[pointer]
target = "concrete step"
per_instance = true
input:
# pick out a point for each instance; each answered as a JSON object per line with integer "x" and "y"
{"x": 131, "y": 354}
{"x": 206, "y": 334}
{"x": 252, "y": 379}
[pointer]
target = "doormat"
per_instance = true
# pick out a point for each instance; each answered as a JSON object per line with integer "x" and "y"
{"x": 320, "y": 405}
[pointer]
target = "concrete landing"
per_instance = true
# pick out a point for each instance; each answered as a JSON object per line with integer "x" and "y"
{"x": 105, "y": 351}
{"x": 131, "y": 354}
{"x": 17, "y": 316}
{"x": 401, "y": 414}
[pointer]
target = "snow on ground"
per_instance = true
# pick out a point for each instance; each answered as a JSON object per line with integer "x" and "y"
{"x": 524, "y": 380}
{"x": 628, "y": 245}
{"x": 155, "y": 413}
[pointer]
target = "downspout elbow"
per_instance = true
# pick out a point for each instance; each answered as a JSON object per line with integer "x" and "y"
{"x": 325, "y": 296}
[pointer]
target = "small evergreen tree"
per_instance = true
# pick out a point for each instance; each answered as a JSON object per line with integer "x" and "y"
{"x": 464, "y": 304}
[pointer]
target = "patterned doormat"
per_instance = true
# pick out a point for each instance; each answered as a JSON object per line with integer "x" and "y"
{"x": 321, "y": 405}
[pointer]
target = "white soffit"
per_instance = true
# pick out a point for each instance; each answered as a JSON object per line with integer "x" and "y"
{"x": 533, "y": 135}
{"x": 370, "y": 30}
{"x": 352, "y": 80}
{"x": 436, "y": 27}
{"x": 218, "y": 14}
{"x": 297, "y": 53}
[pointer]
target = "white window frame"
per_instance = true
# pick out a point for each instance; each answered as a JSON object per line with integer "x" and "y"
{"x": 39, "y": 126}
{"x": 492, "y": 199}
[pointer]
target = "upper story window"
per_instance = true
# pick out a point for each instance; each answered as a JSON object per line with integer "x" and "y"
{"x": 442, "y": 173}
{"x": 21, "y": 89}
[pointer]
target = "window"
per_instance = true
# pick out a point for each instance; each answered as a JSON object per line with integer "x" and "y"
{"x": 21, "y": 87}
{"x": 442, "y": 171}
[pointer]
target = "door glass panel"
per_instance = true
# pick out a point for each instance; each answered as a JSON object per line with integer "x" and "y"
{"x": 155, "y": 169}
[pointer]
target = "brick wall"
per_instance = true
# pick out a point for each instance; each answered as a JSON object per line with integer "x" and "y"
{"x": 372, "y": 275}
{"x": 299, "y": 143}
▬▬▬
_Task to complete_.
Count how many lines in the entries above contain the string "window". Give only the number.

_Written answer_.
3